:: Given exercise ::
Reproduce the listing word for word from its first line up to and including the line containing "[534,646,569,722]", omitting the pictures.

[Collected data entries]
============
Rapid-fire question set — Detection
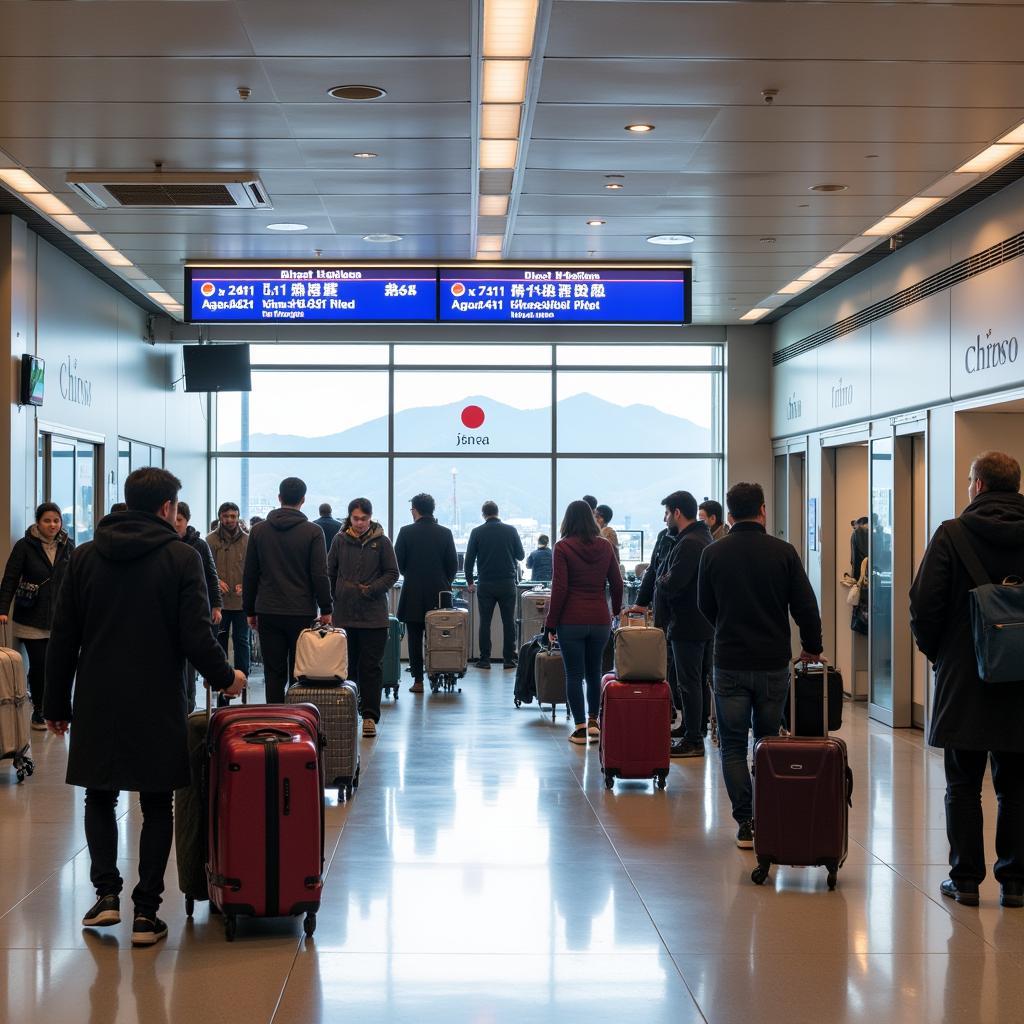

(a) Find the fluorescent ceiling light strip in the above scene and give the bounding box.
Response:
[483,0,539,57]
[482,60,529,103]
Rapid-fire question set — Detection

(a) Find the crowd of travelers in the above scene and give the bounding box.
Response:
[6,452,1024,944]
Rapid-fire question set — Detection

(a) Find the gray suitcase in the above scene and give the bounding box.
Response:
[285,680,359,797]
[534,646,569,722]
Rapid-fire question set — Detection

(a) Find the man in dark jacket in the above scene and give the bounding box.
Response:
[697,483,821,850]
[43,467,246,945]
[394,495,459,693]
[242,476,332,703]
[313,502,341,551]
[910,452,1024,907]
[466,502,526,669]
[327,498,398,737]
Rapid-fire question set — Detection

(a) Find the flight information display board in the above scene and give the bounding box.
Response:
[438,266,690,324]
[185,265,437,324]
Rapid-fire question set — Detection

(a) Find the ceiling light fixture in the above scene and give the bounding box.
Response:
[327,85,387,100]
[647,234,694,246]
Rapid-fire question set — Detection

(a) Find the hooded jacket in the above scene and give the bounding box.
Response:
[910,490,1024,753]
[206,523,249,611]
[327,519,398,630]
[0,523,75,630]
[43,511,234,793]
[242,507,333,620]
[545,537,623,632]
[181,526,224,608]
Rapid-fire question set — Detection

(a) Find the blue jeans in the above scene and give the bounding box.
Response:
[558,626,611,725]
[715,666,790,823]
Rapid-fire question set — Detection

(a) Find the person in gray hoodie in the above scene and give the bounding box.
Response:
[327,498,398,736]
[242,476,333,703]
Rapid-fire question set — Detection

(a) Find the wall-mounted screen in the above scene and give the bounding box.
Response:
[185,265,437,324]
[438,266,690,324]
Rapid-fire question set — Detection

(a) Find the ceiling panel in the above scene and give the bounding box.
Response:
[237,0,470,56]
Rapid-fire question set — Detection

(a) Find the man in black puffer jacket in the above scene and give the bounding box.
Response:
[910,452,1024,907]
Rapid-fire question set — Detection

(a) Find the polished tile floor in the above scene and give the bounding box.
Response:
[0,671,1024,1024]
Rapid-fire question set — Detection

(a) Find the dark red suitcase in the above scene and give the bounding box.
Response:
[599,674,672,790]
[207,705,324,941]
[751,673,853,890]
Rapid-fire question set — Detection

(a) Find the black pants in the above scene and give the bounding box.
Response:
============
:: Complete response ::
Rapid-fire question set — Detection

(a) Find the fluorescent ceiling light strip in the above scene and give the bounding box.
Response:
[483,0,539,57]
[482,60,529,103]
Rapid-fire question set — Detection

(a) Find the crowd of travelers in the above scene and give the bounding box.
Response:
[6,452,1024,944]
Rapid-fire question set — Detection

(a) Find the gray suitcase in the above scene and give the bounding box.
Response:
[285,680,359,797]
[534,646,569,722]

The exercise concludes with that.